Rétrospective 2021: Une hausse exponentielle des réfugiés dans le monde en dépit de la pandémie

Short Url
Publié le Mercredi 29 décembre 2021

Rétrospective 2021: Une hausse exponentielle des réfugiés dans le monde en dépit de la pandémie

  • Au cours des onze premiers mois de l'année 2021, l'Europe a accueilli près de 14 000 personnes, soit un nombre supérieur à celui enregistré sur l'ensemble de l'année 2020
  • La Méditerranée reste la voie privilégiée de ceux qui fuient l'Afrique et l’Asie à la recherche d'une vie meilleure

LONDRES: La bataille contre la pandémie de Covid-19 a pris le dessus pendant deux ans sur la crise mondiale des réfugiés. Mais l'année 2021 a été marquée par une hausse inquiétante du nombre de personnes fuyant la pauvreté et les conflits. Tout laisse à penser que cette situation prendra des proportions encore plus dramatiques en 2022.

Quiconque a suivi la couverture médiatique des querelles inconvenantes entre la Grande-Bretagne et l'Union européenne (UE) en novembre dernier, à la suite de la mort tragique de vingt-sept migrants dans la Manche, pourrait être pardonné de penser que le fardeau économique et social de la crise mondiale des réfugiés en 2021 pesait principalement sur l'Europe du Nord.

Mais la réalité est tout autre. Comme le souligne fréquemment l’Agence des nations unies pour les réfugiés (HCR), 85 % des réfugiés dans le monde, qui sont au nombre de 20 millions ou plus, trouvent refuge dans les pays voisins ou dans d'autres pays en développement.

Prenons l'exemple de la Turquie: elle héberge sur son territoire plus de réfugiés que tout autre pays – leur nombre est estimé à 3, 5 millions voire plus (soit 43 réfugiés pour 1 000 citoyens turcs). La Jordanie accueille près de 3 millions de réfugiés, tandis que le Liban, ce pays minuscule, en accueille 1,5 million, ce qui représente 13 réfugiés pour 100 Libanais.

Avec le million de réfugiés qu'elle abrite depuis le début de la crise, l'Allemagne fait preuve de la plus grande générosité parmi les États européens. Le Royaume-Uni héberge un dixième de ce nombre; il reçoit bien moins de demandes d'asile que l'Allemagne ou la France, et les politiciens attisent l'animosité envers les migrants en suggérant, à tort, que ceux-ci envahissent le pays.

Par ailleurs, les Iraniens ont été les plus nombreux à demander asile au Royaume-Uni au cours de l'année, en septembre 2021.

Fin novembre, le nombre de migrants ayant réussi à traverser la Manche en 2021 s’est élevé à 23 500 personnes, soit le double du nombre en 2020. La France, quant à elle, a empêché 18 000 autres personnes de traverser la Manche.

- _Liste des entrées_
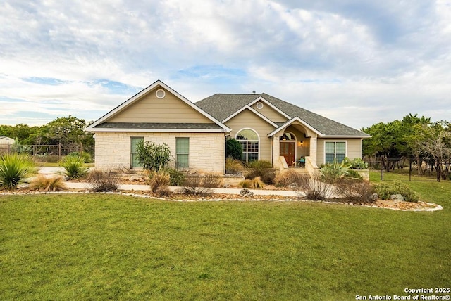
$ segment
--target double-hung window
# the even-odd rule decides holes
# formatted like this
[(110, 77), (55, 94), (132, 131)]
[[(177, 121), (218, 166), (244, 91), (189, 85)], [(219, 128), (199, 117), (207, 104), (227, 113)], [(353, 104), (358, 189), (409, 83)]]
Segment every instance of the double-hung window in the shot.
[(190, 139), (175, 138), (175, 166), (177, 168), (190, 167)]
[(345, 141), (326, 141), (325, 144), (326, 164), (334, 160), (340, 163), (346, 157)]
[(137, 160), (138, 152), (137, 150), (137, 146), (138, 142), (144, 141), (144, 137), (132, 137), (130, 139), (130, 167), (142, 167), (142, 165), (140, 164)]
[(242, 161), (259, 160), (259, 136), (250, 129), (245, 129), (237, 134), (236, 139), (242, 148)]

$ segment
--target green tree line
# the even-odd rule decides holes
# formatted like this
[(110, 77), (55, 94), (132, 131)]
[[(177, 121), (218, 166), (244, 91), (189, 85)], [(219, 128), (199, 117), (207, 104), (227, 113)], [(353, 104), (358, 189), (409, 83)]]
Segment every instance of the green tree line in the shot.
[(83, 146), (85, 151), (94, 150), (94, 133), (86, 131), (88, 122), (73, 116), (58, 117), (47, 124), (0, 125), (0, 136), (6, 136), (20, 145), (56, 145), (63, 148)]
[[(409, 114), (401, 120), (376, 123), (362, 131), (371, 135), (362, 141), (364, 158), (414, 159), (419, 173), (429, 165), (440, 171), (444, 179), (451, 172), (449, 122), (433, 122), (430, 117)], [(390, 168), (388, 165), (386, 167)]]

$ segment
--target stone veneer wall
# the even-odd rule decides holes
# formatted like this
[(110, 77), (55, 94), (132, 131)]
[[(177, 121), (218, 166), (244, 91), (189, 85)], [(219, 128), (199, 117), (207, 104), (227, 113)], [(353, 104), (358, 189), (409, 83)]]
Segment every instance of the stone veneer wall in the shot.
[[(97, 132), (95, 166), (101, 169), (130, 167), (131, 137), (144, 137), (144, 142), (166, 143), (175, 157), (175, 138), (190, 138), (190, 169), (225, 170), (226, 139), (223, 133)], [(174, 162), (171, 162), (172, 165)]]

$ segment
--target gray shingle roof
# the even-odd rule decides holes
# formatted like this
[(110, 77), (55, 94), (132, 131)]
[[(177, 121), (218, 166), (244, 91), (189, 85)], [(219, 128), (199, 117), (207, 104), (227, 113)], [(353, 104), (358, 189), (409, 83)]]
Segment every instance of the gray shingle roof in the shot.
[(202, 99), (195, 104), (218, 120), (222, 121), (259, 97), (262, 97), (291, 118), (299, 117), (323, 135), (369, 136), (362, 132), (265, 93), (261, 94), (217, 94)]
[(220, 129), (215, 123), (151, 123), (151, 122), (104, 122), (96, 129)]

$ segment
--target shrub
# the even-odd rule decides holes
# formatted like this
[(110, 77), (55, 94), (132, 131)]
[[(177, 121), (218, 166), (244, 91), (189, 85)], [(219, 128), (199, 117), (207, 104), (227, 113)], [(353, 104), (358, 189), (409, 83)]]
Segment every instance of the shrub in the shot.
[(338, 179), (346, 176), (350, 165), (345, 165), (345, 160), (338, 163), (336, 160), (333, 163), (327, 164), (319, 169), (321, 174), (321, 179), (326, 183), (333, 184)]
[(185, 181), (185, 174), (175, 168), (166, 167), (162, 169), (169, 174), (169, 185), (171, 186), (181, 186)]
[(226, 173), (237, 174), (242, 171), (243, 166), (241, 161), (237, 159), (228, 158), (226, 159)]
[(374, 186), (374, 190), (380, 198), (388, 200), (393, 194), (400, 194), (407, 202), (418, 202), (419, 196), (407, 185), (400, 181), (393, 182), (380, 182)]
[(78, 156), (66, 156), (60, 165), (64, 167), (66, 175), (70, 179), (80, 179), (87, 174), (88, 167), (85, 165), (83, 159)]
[(297, 184), (304, 177), (295, 169), (285, 169), (276, 175), (274, 184), (278, 187), (288, 187), (293, 183)]
[(199, 174), (188, 174), (185, 178), (182, 193), (197, 196), (207, 196), (212, 193), (209, 187), (204, 187), (202, 179)]
[(61, 176), (47, 178), (44, 174), (39, 174), (30, 183), (29, 188), (44, 191), (63, 191), (67, 189), (67, 186)]
[(332, 185), (321, 181), (321, 176), (316, 174), (313, 179), (304, 177), (299, 179), (297, 186), (294, 191), (299, 196), (305, 193), (307, 199), (323, 200), (329, 197), (332, 192)]
[(114, 191), (119, 187), (119, 176), (111, 172), (101, 170), (92, 170), (87, 177), (93, 191)]
[(237, 140), (226, 141), (226, 158), (238, 160), (242, 158), (242, 146)]
[(250, 179), (245, 179), (244, 181), (238, 183), (238, 186), (241, 188), (250, 188), (252, 185), (252, 180)]
[(149, 175), (149, 185), (150, 185), (151, 191), (156, 193), (161, 187), (168, 187), (171, 183), (171, 177), (169, 174), (163, 172), (151, 172)]
[(346, 175), (347, 178), (352, 178), (352, 179), (359, 179), (359, 180), (363, 180), (364, 178), (362, 177), (362, 175), (360, 175), (359, 173), (358, 173), (357, 172), (356, 172), (354, 169), (349, 169), (347, 171), (347, 174)]
[(251, 181), (251, 188), (259, 189), (265, 186), (264, 183), (261, 181), (259, 177), (256, 177)]
[(266, 184), (274, 183), (276, 169), (273, 168), (271, 162), (264, 160), (251, 161), (247, 163), (247, 167), (249, 172), (245, 177), (246, 179), (252, 179), (259, 177)]
[(368, 163), (363, 160), (361, 158), (354, 158), (350, 160), (347, 157), (343, 160), (345, 165), (352, 165), (352, 169), (368, 169)]
[(27, 154), (0, 155), (0, 188), (16, 189), (26, 177), (36, 172), (35, 162)]
[(137, 160), (147, 170), (158, 172), (167, 167), (171, 160), (171, 149), (166, 143), (156, 144), (140, 141), (136, 146)]
[(340, 179), (335, 182), (337, 194), (347, 200), (369, 202), (373, 188), (369, 181), (349, 178)]
[(221, 177), (214, 172), (208, 172), (204, 175), (202, 185), (205, 188), (217, 188), (220, 187), (222, 183)]
[(238, 186), (241, 188), (252, 188), (260, 189), (265, 186), (265, 184), (261, 181), (259, 177), (256, 177), (253, 179), (245, 179), (238, 184)]

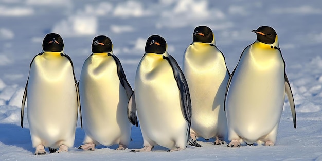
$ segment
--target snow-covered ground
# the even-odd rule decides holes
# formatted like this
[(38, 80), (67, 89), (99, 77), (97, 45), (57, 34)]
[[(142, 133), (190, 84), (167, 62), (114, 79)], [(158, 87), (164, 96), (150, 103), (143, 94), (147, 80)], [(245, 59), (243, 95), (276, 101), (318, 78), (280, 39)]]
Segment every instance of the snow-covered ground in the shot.
[[(322, 160), (322, 1), (0, 0), (0, 160)], [(84, 131), (79, 123), (75, 147), (68, 153), (34, 156), (26, 118), (20, 127), (23, 90), (33, 56), (42, 50), (48, 33), (63, 38), (77, 78), (91, 53), (93, 38), (112, 40), (134, 87), (135, 72), (147, 38), (163, 36), (168, 51), (181, 65), (194, 28), (207, 25), (231, 71), (243, 49), (253, 43), (251, 32), (273, 27), (287, 63), (296, 107), (297, 127), (285, 100), (276, 146), (229, 148), (199, 139), (203, 147), (176, 152), (156, 147), (153, 152), (117, 151), (117, 146), (82, 151)], [(265, 114), (259, 114), (264, 115)], [(133, 127), (130, 149), (142, 147), (139, 128)]]

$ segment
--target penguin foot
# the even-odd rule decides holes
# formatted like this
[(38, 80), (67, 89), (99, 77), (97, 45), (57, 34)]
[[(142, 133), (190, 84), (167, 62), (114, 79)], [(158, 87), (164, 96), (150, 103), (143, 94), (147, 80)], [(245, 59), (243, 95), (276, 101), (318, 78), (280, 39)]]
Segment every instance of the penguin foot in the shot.
[(222, 141), (222, 140), (223, 140), (222, 138), (221, 138), (218, 136), (216, 136), (216, 141), (214, 141), (214, 142), (213, 142), (213, 144), (214, 145), (224, 144), (225, 142), (224, 142), (224, 141)]
[(225, 142), (224, 142), (223, 141), (222, 141), (221, 140), (216, 140), (216, 141), (214, 141), (214, 142), (213, 142), (214, 145), (222, 145), (222, 144), (225, 144)]
[(266, 142), (265, 142), (265, 146), (274, 146), (274, 144), (270, 140), (267, 140), (267, 141), (266, 141)]
[(189, 137), (189, 139), (190, 140), (190, 139), (194, 140), (196, 140), (197, 136), (196, 135), (195, 135), (195, 134), (190, 133), (190, 136)]
[(36, 147), (36, 151), (34, 152), (34, 155), (44, 155), (47, 154), (47, 152), (45, 150), (45, 147), (41, 144), (38, 145)]
[(236, 140), (232, 140), (227, 145), (228, 147), (240, 147), (240, 143)]
[(57, 151), (57, 148), (50, 148), (50, 147), (48, 147), (48, 149), (49, 149), (49, 152), (50, 153), (53, 153), (56, 152), (56, 151)]
[(202, 145), (200, 145), (199, 144), (198, 144), (197, 142), (197, 141), (196, 140), (194, 140), (191, 137), (189, 137), (189, 140), (188, 140), (188, 142), (187, 143), (189, 145), (192, 146), (194, 146), (194, 147), (202, 147)]
[(124, 150), (127, 148), (128, 147), (127, 146), (120, 144), (120, 145), (118, 146), (118, 148), (117, 148), (116, 150)]
[(58, 150), (56, 151), (56, 153), (62, 153), (62, 152), (68, 152), (68, 147), (63, 144), (63, 145), (61, 145), (60, 146), (59, 146), (59, 148), (58, 149)]
[(94, 151), (94, 150), (95, 149), (95, 144), (94, 143), (86, 143), (78, 147), (78, 149), (82, 149), (84, 150)]
[(175, 148), (174, 149), (170, 149), (170, 150), (168, 150), (168, 152), (177, 152), (178, 151), (181, 151), (181, 150), (184, 150), (184, 149), (185, 149), (181, 148)]
[(134, 153), (140, 152), (150, 152), (153, 149), (153, 148), (154, 148), (154, 146), (152, 147), (144, 146), (143, 148), (131, 150), (130, 152)]

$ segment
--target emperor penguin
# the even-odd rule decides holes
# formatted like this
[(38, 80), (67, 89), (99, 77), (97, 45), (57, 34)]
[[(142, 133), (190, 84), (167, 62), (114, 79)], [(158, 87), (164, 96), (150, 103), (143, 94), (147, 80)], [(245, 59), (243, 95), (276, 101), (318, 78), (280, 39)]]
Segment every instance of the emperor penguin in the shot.
[(131, 140), (128, 101), (132, 93), (111, 39), (94, 38), (93, 52), (85, 60), (79, 80), (83, 143), (79, 149), (94, 150), (95, 146), (119, 144), (124, 150)]
[(30, 63), (21, 106), (22, 127), (28, 96), (27, 116), (35, 155), (46, 154), (45, 147), (50, 153), (68, 151), (74, 145), (80, 107), (78, 85), (71, 60), (64, 53), (63, 39), (48, 34), (42, 48)]
[(269, 26), (252, 32), (257, 39), (244, 49), (227, 87), (225, 110), (230, 147), (241, 143), (274, 145), (285, 93), (296, 127), (294, 98), (276, 32)]
[(210, 28), (197, 27), (192, 40), (184, 52), (183, 67), (192, 107), (190, 136), (194, 140), (214, 138), (214, 145), (223, 144), (227, 133), (223, 108), (230, 74)]
[(144, 147), (131, 152), (150, 151), (156, 145), (169, 151), (185, 149), (187, 146), (191, 119), (188, 84), (167, 48), (163, 38), (150, 36), (137, 67), (128, 116), (137, 126), (137, 112)]

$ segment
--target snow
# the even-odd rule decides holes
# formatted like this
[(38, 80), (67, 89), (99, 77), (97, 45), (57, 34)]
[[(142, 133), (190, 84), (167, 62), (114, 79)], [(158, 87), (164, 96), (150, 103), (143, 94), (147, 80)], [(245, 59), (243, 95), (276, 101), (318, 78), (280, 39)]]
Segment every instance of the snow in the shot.
[[(0, 0), (0, 160), (322, 160), (321, 6), (322, 1), (314, 0)], [(166, 152), (156, 146), (151, 152), (133, 153), (129, 151), (141, 148), (142, 139), (139, 128), (133, 127), (130, 149), (117, 151), (115, 145), (82, 151), (77, 149), (84, 135), (78, 121), (74, 147), (68, 153), (33, 155), (26, 117), (20, 127), (21, 103), (29, 64), (47, 33), (62, 35), (78, 79), (93, 38), (109, 37), (133, 87), (149, 36), (163, 36), (169, 53), (182, 65), (199, 25), (213, 30), (230, 71), (256, 39), (251, 31), (264, 25), (275, 29), (294, 96), (296, 129), (286, 99), (273, 147), (229, 148), (200, 138), (201, 148)]]

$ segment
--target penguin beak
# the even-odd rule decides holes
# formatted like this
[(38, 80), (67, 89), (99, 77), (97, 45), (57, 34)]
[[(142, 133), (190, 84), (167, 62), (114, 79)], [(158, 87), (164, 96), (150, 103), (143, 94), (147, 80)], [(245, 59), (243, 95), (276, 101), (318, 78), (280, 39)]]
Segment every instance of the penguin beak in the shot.
[(193, 33), (193, 34), (194, 34), (195, 36), (195, 35), (201, 35), (201, 36), (203, 36), (203, 37), (204, 37), (204, 36), (205, 36), (205, 35), (204, 35), (203, 33), (198, 33), (198, 31), (196, 31), (195, 32), (194, 32), (194, 33)]
[(59, 43), (58, 43), (58, 41), (56, 41), (56, 39), (55, 39), (55, 38), (52, 39), (52, 40), (49, 41), (49, 42), (48, 43), (48, 44), (51, 44), (52, 43), (57, 43), (57, 44), (59, 44)]
[(150, 44), (150, 45), (152, 45), (152, 44), (156, 44), (156, 45), (160, 46), (160, 43), (158, 42), (156, 42), (154, 41), (154, 40), (152, 40), (152, 41), (151, 42), (151, 44)]
[(257, 31), (257, 30), (254, 30), (252, 31), (252, 32), (255, 32), (255, 33), (258, 33), (258, 34), (261, 34), (261, 35), (262, 35), (263, 36), (265, 35), (265, 34), (264, 34), (264, 33), (261, 32)]
[(93, 43), (93, 45), (104, 45), (105, 46), (105, 44), (102, 43), (99, 43), (98, 42), (98, 40), (96, 40), (95, 41), (94, 41), (94, 42)]

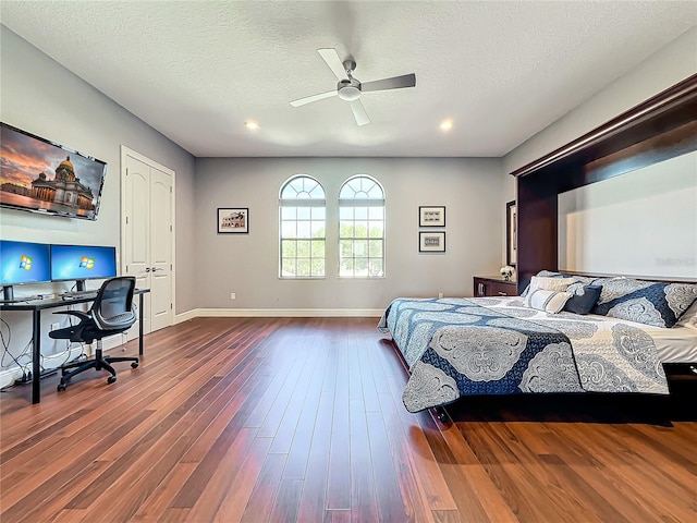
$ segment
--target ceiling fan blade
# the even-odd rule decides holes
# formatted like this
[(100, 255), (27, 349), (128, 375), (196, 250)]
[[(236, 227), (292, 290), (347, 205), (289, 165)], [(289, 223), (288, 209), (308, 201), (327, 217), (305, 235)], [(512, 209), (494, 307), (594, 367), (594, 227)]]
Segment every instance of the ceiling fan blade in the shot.
[(317, 52), (319, 52), (319, 56), (327, 62), (331, 72), (337, 76), (337, 80), (345, 80), (348, 77), (337, 49), (317, 49)]
[(358, 125), (365, 125), (366, 123), (370, 123), (370, 119), (368, 118), (368, 113), (366, 112), (366, 108), (363, 107), (360, 100), (350, 101), (351, 110), (353, 111), (353, 115), (356, 119), (356, 123)]
[(375, 82), (365, 82), (360, 84), (360, 90), (364, 93), (369, 90), (401, 89), (402, 87), (416, 87), (416, 74), (404, 74), (402, 76), (376, 80)]
[(297, 100), (291, 101), (291, 106), (301, 107), (311, 101), (323, 100), (325, 98), (331, 98), (332, 96), (337, 96), (337, 89), (328, 90), (327, 93), (320, 93), (319, 95), (306, 96), (305, 98), (298, 98)]

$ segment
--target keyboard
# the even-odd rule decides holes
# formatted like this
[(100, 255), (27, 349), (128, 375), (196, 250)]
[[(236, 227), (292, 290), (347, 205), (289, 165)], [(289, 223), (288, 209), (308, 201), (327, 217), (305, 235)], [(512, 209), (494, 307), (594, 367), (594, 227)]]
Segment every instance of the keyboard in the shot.
[(99, 291), (69, 291), (61, 294), (63, 300), (94, 300)]

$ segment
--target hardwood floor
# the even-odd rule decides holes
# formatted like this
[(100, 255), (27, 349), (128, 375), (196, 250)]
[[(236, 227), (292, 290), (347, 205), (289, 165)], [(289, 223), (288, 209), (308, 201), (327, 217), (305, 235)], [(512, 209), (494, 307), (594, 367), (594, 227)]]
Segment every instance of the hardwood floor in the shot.
[(405, 411), (376, 324), (198, 318), (113, 385), (3, 391), (0, 521), (697, 521), (694, 396), (472, 398), (444, 425)]

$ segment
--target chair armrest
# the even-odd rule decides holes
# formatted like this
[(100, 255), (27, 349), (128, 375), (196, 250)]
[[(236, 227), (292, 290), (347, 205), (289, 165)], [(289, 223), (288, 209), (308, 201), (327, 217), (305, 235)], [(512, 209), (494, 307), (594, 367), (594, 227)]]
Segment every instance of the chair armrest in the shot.
[(89, 315), (82, 311), (57, 311), (53, 314), (70, 314), (71, 316), (77, 316), (80, 319), (89, 319)]

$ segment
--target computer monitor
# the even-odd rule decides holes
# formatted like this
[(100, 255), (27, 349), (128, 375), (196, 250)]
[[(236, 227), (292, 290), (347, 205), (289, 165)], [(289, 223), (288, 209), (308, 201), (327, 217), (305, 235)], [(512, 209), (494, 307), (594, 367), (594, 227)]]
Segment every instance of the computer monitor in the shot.
[(51, 245), (51, 280), (77, 282), (117, 276), (117, 247), (98, 245)]
[(13, 300), (12, 285), (51, 281), (48, 243), (0, 240), (0, 285), (3, 300)]

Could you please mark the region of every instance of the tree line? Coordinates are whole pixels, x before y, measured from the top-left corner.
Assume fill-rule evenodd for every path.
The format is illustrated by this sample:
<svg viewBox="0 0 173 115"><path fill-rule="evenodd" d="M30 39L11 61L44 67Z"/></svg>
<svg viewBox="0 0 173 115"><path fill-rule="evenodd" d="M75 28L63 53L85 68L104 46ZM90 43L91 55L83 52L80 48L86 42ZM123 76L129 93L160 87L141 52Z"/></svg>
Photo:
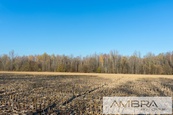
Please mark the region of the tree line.
<svg viewBox="0 0 173 115"><path fill-rule="evenodd" d="M117 51L90 56L29 55L17 56L14 51L0 55L1 71L50 71L122 74L173 74L173 52L141 57L139 52L131 56Z"/></svg>

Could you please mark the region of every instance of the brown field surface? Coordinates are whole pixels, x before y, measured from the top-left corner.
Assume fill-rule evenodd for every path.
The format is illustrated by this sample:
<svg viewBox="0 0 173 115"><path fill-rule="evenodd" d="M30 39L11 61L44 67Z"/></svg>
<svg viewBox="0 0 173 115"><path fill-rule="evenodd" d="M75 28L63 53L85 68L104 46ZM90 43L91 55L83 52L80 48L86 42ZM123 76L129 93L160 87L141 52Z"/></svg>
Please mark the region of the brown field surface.
<svg viewBox="0 0 173 115"><path fill-rule="evenodd" d="M0 114L101 115L104 96L171 96L173 75L0 72Z"/></svg>

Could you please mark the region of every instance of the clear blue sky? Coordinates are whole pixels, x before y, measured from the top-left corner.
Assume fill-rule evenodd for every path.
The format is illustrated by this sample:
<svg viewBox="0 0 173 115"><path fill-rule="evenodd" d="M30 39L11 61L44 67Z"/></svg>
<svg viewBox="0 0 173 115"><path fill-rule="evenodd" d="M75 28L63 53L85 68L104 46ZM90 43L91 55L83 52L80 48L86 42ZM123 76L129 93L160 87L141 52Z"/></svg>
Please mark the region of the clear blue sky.
<svg viewBox="0 0 173 115"><path fill-rule="evenodd" d="M173 0L0 0L0 55L173 51Z"/></svg>

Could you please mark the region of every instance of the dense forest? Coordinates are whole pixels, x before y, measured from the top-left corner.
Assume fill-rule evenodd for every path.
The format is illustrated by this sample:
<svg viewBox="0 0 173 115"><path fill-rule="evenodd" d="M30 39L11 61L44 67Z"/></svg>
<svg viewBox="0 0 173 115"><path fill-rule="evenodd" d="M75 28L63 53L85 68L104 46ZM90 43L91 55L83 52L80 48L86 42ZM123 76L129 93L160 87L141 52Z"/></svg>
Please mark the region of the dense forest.
<svg viewBox="0 0 173 115"><path fill-rule="evenodd" d="M93 54L86 57L65 55L17 56L14 51L0 55L1 71L50 71L50 72L93 72L123 74L173 74L173 52L140 56L120 55L117 51L109 54Z"/></svg>

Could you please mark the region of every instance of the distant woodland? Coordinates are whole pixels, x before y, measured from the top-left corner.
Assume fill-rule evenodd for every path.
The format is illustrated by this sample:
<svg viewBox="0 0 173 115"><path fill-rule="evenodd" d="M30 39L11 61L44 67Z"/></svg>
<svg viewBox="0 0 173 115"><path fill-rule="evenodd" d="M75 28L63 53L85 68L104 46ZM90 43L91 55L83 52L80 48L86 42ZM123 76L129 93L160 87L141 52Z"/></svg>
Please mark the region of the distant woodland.
<svg viewBox="0 0 173 115"><path fill-rule="evenodd" d="M17 56L14 51L0 55L1 71L50 71L122 74L173 74L173 52L141 57L139 52L131 56L117 51L109 54L93 54L86 57L65 55Z"/></svg>

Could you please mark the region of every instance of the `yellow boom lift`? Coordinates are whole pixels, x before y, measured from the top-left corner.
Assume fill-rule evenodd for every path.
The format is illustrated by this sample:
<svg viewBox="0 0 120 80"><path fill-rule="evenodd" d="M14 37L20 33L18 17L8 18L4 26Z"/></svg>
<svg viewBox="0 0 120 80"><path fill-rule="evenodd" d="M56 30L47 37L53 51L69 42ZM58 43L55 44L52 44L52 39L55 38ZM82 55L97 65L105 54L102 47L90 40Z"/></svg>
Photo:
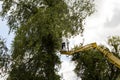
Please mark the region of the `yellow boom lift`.
<svg viewBox="0 0 120 80"><path fill-rule="evenodd" d="M88 45L85 45L83 47L80 47L76 50L72 50L72 51L69 51L69 50L65 50L65 43L62 43L62 51L61 54L66 54L66 55L72 55L74 53L77 53L77 52L81 52L81 51L85 51L85 50L88 50L88 49L91 49L91 48L96 48L97 50L99 50L100 52L103 53L103 55L112 63L114 64L115 66L117 66L119 69L120 69L120 59L117 58L116 56L113 55L113 53L105 50L105 49L102 49L100 46L98 46L96 43L91 43L91 44L88 44Z"/></svg>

- _Consigne 1_
Répondez à ces questions d'après l'article sur les réfugiés en 2021 :
(a) Combien de réfugiés la Jordanie accueille-t-elle ?
(b) Selon le HCR, quelle part des réfugiés dans le monde trouve refuge dans les pays voisins ou dans d'autres pays en développement ?
(c) Combien de migrants avaient réussi à traverser la Manche en 2021 à la fin novembre ?
- _Consigne 2_
Poursuivez l'article sur les réfugiés en 2021 après sa dernière phrase.
Les entrées sont sans rapport avec l'article sur les réfugiés en 2021.

- _Réponse attendue 1_
(a) Près de 3 millions.
(b) 85 %.
(c) 23 500 personnes.

- _Réponse attendue 2_
La Méditerranée, cette mer traîtresse, reste cependant la voie privilégiée de ceux qui fuient l'Afrique et le Moyen-Orient à la recherche d'une vie meilleure. Les chiffres du HCR révèlent que 81 647 personnes ont risqué leur vie entre janvier et octobre 2021 pour rejoindre l'Espagne, l'Italie, Malte, la Grèce ou Chypre.

Un drame a bien entendu touché le cœur de beaucoup de gens: vingt-sept personnes, dont trois enfants, sont mortes au large des côtes françaises, le 25 novembre, lorsque le bateau de fortune qui les transportait a coulé.

img 4
Sur cette photo prise le 25 novembre 2021, des agents sanitaires libyens récupèrent les corps de migrants noyés, qui espéraient se rendre en Europe par la mer, après un naufrage au large de la plage de Sabratha, à quelque 120 kilomètres à l'ouest de la capitale libyenne, Tripoli. AFP

Mais les médias ont omis de signaler la noyade de 2 543 personnes en Méditerranée ou dans l'Atlantique Est au cours de l'année écoulée, alors qu'elles cherchaient refuge en Europe.

La majorité de ces victimes (1 422 personnes) sont mortes en empruntant la tristement célèbre route de la Méditerranée centrale en direction de l'Italie ou de Malte. Selon le Missing Migrants Project (un organisme appartenant à l'Organisation mondiale pour les migrations de l'ONU, qui établit la liste des disparitions), le nombre de décès en Méditerranée a considérablement augmenté au cours des neuf premiers mois de 2021, par rapport à la même période en 2020. L’organisme attribue ce phénomène en partie à l'assouplissement des restrictions sur les déplacements imposées en 2020 en réponse à la pandémie de Covid-19.

En 2021, 959 autres personnes ont perdu la vie; elles tentaient de traverser l'Afrique de l'Ouest pour se rendre aux îles espagnoles des Canaries, à 100 kilomètres au large du point le plus proche du Maroc ou du Sahara occidental. Quoique dangereuse, cette traversée gagne en popularité.

Parmi les dernières victimes de cette traversée figure un bébé retrouvé mort dans l'un des cinq canots pneumatiques qui transportaient près de 300 personnes venues d'Afrique subsaharienne et interceptées au large des îles début décembre.

En dépit de ces drames, la compassion semble s'épuiser.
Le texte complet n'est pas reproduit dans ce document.